INSTRUCTIONS TO FOLLOW:
Rewrite the records below as a Markdown table with two columns, "Row" for the row number and "Text" for the line, one row per line and no rows for blank lines.

SUPPLIED MATERIAL:
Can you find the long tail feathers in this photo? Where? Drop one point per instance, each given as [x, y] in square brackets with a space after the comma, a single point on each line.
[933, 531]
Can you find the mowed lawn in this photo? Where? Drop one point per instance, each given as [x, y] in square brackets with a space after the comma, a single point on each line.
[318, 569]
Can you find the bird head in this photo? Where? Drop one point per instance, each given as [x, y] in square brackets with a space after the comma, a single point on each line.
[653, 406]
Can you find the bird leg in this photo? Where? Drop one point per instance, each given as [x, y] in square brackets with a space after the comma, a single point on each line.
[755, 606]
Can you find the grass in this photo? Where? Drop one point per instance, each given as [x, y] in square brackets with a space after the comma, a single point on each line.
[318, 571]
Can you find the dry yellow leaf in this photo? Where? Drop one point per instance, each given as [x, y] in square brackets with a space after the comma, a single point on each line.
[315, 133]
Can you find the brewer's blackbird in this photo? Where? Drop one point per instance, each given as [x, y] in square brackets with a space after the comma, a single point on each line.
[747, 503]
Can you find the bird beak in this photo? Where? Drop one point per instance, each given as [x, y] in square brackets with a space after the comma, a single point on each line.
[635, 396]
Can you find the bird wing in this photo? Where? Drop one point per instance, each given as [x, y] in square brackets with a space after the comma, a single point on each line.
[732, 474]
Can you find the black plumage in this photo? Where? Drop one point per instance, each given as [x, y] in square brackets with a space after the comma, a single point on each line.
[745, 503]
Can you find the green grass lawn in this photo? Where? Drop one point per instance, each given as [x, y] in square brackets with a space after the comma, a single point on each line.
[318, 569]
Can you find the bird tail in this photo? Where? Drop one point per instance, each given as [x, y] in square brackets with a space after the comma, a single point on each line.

RESPONSE TO THIS TASK:
| Row | Text |
|---|---|
| 1 | Can you find the long tail feathers in this photo? Where? Drop one point per instance, each given as [x, y] in square brackets with a space after the comma, a single point on each line. |
| 2 | [933, 531] |
| 3 | Can you find the mowed lawn in this photo? Where? Drop one point per instance, each given as [x, y] in square brackets with a space after the comma, a single point on each line. |
| 4 | [318, 569] |
| 5 | Can you find the bird head in this photo? Where? Drop one point per instance, each given as [x, y] in square brackets with a space after the comma, a single point on each line. |
| 6 | [653, 406] |
| 7 | Can you find the bird leg in this photo? Where? Drop one point per instance, each given as [x, y] in square brackets with a space after the comma, a single point on each line. |
| 8 | [755, 606] |
| 9 | Can you find the grass in this photo? Where? Drop one point per instance, each given as [x, y] in square brackets with a space after the comma, a single point on each line. |
| 10 | [318, 571] |
| 11 | Can you find the dry yellow leaf in this photo? Where? Drop one point per instance, each given as [x, y] in square brackets with a space after the comma, a single point on each line. |
| 12 | [315, 133] |
| 13 | Can you find the brewer's blackbird in this photo? Where? Drop one point per instance, each given as [x, y] in square brackets with a space after the comma, a single point on each line. |
| 14 | [747, 503] |
| 15 | Can you find the bird beak in this photo? Where? Drop one point per instance, each given as [x, y] in square brackets with a space after the comma, a single point on each line. |
| 16 | [635, 396] |
| 17 | Can you find the bird wing in this photo? Where? Drop one point per instance, each given as [x, y] in square brackets with a space after the comma, a single point on each line. |
| 18 | [732, 474] |
| 19 | Can you find the black plumage in this photo? Where? Drop one point per instance, each given as [x, y] in square brackets with a space after the comma, a single point on each line. |
| 20 | [745, 503] |
| 21 | Can you find the green grass lawn in this photo? Where? Drop one point per instance, each given as [x, y] in square brackets with a space after the comma, a single point on each line. |
| 22 | [318, 569] |
| 23 | Can you find the bird tail in this photo? Where? Drop one point per instance, each given as [x, y] in square brackets with a space after the comma, a single point on each line. |